Task inputs:
******************************

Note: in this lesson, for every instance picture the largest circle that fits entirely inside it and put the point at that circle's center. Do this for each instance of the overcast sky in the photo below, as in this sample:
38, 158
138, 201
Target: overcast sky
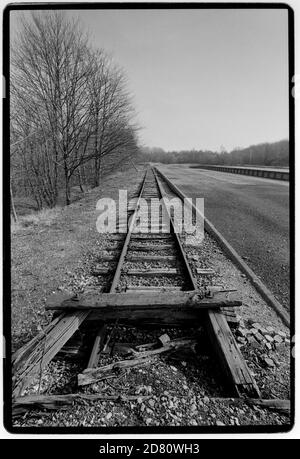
200, 78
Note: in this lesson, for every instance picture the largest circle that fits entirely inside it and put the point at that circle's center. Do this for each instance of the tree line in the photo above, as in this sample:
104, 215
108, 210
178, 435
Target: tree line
264, 154
70, 110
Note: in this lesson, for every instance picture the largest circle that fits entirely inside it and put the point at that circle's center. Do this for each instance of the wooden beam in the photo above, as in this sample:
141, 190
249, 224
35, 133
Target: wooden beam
142, 257
140, 301
33, 357
97, 347
152, 272
90, 376
55, 402
235, 368
149, 247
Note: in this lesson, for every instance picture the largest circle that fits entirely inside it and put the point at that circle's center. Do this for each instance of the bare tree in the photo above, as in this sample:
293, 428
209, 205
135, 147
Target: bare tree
75, 101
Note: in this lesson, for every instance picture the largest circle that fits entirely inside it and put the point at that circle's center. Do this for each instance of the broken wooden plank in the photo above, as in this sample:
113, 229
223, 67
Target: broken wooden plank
150, 236
149, 247
235, 368
100, 270
55, 402
22, 354
90, 376
205, 272
138, 301
142, 257
97, 346
43, 351
152, 272
145, 289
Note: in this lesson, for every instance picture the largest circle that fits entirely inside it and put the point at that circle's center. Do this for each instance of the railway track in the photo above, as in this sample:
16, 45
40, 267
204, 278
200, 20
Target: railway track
145, 280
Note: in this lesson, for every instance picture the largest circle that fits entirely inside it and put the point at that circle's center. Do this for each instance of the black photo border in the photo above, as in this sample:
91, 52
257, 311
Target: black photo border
8, 421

******************************

Reproduce only the lines of the material between the line containing "of the broken" and the line containing "Target: broken wooden plank", inclusive, changing "plank" to "board" and keeping everything else identical.

Exercise answer:
Note: in this lesson, for every instance picture the largest circle that fits entirely inside it and put the point at that circle's center. Do this for each instance of the broken wooden board in the photo above, as in this sample:
113, 229
223, 67
Target: broken wooden board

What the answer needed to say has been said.